- _Given instruction_
Find every line in the material below that contains the word "trunk" and copy each one out. Case counts.

◇ ◇ ◇

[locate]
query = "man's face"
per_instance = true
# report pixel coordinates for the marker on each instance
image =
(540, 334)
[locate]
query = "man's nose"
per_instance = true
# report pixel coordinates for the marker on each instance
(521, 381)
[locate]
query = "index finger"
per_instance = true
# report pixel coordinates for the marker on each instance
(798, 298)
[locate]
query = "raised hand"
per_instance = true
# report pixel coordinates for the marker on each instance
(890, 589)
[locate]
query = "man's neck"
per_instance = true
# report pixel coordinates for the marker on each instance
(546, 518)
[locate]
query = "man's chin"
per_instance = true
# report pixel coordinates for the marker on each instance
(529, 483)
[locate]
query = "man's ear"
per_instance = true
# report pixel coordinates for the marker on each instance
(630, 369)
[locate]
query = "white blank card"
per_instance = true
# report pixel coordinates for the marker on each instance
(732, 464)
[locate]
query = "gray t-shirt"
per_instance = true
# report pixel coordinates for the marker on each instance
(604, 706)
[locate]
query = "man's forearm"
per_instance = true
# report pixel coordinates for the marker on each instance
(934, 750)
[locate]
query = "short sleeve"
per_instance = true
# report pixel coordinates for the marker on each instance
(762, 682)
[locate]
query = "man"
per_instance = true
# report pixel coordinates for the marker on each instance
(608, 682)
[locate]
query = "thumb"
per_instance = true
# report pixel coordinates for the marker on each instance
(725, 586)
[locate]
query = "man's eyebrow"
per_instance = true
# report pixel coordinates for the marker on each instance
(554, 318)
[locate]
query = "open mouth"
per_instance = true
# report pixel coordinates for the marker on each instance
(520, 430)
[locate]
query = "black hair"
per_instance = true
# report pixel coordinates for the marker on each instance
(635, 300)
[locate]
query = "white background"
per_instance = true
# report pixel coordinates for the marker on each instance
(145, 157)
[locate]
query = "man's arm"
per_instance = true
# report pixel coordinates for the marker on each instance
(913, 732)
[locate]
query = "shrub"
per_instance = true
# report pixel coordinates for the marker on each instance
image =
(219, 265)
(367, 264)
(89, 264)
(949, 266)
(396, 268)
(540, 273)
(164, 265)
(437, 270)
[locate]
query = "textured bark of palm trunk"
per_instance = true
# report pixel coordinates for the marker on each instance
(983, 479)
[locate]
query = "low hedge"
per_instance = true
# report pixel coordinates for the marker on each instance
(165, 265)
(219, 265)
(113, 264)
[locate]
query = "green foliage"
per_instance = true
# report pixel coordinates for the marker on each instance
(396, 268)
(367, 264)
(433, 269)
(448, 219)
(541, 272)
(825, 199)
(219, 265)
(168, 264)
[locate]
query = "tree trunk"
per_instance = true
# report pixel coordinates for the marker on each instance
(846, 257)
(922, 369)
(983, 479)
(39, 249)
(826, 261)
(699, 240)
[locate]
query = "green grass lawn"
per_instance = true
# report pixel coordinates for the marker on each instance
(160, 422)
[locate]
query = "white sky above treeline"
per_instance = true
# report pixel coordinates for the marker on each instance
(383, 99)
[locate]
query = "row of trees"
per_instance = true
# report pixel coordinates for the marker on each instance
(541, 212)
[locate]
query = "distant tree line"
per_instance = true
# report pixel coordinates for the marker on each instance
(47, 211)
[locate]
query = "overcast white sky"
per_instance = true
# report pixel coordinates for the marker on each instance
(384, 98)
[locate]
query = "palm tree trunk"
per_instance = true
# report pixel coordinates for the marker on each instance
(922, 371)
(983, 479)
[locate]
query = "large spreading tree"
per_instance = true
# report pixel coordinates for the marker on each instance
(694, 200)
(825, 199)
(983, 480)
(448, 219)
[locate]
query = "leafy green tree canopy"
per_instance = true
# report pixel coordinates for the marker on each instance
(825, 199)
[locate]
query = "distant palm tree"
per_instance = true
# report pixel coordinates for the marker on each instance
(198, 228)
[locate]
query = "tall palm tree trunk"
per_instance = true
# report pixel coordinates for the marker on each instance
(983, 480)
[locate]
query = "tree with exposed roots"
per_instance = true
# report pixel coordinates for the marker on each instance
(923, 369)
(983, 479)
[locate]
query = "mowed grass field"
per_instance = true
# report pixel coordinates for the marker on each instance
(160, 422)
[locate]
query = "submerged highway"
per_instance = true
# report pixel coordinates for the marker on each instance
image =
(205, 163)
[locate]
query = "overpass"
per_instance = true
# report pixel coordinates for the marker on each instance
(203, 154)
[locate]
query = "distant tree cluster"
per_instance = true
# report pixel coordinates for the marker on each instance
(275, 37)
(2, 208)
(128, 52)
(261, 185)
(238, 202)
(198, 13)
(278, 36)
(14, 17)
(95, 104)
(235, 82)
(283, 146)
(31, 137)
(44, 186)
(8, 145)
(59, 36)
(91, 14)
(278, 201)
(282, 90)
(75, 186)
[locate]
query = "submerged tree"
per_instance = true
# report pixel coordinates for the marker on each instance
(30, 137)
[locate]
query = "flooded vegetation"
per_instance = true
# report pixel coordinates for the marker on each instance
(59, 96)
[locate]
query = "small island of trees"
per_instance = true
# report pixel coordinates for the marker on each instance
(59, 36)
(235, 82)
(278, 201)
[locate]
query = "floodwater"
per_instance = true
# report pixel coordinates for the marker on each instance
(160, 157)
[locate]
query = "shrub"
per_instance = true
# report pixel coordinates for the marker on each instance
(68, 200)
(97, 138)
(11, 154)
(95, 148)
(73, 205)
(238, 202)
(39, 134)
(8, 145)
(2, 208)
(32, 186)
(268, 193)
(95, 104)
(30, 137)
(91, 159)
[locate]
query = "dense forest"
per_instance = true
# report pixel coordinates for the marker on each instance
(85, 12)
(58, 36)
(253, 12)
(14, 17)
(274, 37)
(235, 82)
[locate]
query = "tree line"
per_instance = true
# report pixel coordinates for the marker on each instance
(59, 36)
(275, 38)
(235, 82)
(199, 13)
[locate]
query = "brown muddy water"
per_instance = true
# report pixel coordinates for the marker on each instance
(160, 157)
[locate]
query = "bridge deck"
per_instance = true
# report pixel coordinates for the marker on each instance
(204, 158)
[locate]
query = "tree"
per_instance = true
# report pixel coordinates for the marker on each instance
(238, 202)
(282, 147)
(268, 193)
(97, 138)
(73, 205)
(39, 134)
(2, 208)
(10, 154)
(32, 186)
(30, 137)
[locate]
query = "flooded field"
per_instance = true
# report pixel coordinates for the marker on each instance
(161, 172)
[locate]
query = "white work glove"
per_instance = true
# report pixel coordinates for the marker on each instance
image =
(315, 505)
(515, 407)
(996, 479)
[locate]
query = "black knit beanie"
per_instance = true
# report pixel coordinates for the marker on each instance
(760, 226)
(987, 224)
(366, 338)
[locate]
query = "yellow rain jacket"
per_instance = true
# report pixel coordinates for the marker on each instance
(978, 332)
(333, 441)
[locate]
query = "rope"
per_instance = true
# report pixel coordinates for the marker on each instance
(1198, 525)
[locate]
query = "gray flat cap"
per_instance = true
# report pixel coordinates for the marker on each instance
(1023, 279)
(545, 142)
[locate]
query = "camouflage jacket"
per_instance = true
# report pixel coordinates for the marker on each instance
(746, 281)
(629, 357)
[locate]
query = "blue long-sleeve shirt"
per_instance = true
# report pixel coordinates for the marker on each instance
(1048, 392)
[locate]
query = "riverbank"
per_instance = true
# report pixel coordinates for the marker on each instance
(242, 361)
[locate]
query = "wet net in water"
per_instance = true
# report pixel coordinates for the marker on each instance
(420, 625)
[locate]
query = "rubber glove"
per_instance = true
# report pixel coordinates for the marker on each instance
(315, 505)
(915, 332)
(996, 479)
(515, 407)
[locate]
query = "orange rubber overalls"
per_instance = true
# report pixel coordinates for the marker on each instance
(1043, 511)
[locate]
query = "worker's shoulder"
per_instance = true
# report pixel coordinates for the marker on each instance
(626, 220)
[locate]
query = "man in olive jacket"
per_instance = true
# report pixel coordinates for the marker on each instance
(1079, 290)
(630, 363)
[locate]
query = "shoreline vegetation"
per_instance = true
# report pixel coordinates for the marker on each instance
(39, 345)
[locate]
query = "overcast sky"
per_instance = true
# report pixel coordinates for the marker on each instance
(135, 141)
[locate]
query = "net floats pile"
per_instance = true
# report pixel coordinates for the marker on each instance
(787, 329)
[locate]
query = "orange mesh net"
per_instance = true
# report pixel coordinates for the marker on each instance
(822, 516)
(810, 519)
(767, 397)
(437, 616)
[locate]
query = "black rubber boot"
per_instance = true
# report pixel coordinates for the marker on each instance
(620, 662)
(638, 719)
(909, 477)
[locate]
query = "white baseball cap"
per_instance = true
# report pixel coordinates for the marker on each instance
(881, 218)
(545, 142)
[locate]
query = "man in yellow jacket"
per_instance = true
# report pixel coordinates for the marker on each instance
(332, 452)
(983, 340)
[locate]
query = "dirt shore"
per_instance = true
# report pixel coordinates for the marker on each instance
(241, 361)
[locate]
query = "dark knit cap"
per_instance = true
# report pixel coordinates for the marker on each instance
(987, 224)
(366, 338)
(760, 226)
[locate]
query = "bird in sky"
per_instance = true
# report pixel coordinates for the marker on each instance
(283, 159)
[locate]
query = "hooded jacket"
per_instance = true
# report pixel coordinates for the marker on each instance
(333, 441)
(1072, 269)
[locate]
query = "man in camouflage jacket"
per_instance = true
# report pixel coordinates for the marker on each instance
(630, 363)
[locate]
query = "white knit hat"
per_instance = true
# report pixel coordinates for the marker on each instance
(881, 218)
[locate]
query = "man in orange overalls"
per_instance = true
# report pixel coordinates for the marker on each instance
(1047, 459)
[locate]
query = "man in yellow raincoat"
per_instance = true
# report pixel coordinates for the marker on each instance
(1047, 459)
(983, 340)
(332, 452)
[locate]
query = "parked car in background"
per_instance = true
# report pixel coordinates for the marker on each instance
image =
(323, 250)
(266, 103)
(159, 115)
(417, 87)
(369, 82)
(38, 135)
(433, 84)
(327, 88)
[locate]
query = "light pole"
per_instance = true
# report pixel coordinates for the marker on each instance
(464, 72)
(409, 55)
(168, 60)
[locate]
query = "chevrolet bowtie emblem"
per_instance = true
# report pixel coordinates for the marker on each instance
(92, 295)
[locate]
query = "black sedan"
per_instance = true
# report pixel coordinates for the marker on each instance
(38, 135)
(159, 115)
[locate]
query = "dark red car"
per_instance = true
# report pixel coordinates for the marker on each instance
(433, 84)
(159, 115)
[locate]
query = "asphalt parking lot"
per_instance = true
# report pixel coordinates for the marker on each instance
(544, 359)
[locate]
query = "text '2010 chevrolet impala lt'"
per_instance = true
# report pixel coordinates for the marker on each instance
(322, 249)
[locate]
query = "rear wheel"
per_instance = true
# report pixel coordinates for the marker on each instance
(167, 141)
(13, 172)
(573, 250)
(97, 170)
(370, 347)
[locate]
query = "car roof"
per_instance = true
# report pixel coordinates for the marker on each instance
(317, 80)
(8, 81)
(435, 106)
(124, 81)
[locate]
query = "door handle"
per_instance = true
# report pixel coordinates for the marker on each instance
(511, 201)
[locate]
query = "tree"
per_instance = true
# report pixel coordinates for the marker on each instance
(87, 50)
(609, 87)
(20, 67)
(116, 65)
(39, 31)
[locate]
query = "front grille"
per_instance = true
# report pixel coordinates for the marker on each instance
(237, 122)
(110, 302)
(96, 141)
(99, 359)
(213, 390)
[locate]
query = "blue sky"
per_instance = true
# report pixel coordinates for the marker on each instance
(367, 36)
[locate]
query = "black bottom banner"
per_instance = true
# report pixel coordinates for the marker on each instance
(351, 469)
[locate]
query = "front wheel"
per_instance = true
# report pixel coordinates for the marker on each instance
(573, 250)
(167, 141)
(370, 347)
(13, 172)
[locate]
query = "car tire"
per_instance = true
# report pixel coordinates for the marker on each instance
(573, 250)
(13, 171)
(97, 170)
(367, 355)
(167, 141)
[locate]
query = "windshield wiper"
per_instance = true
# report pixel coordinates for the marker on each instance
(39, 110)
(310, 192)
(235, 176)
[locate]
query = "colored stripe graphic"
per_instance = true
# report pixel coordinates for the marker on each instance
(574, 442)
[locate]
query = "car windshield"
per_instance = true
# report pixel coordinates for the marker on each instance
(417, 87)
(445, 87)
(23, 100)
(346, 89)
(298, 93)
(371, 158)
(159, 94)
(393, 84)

◇ ◇ ◇

- _Response for this exercise_
query = "textured bark of palm trunk"
query = "tree trunk"
query = "palm tree trunk"
query = "tall palm tree trunk"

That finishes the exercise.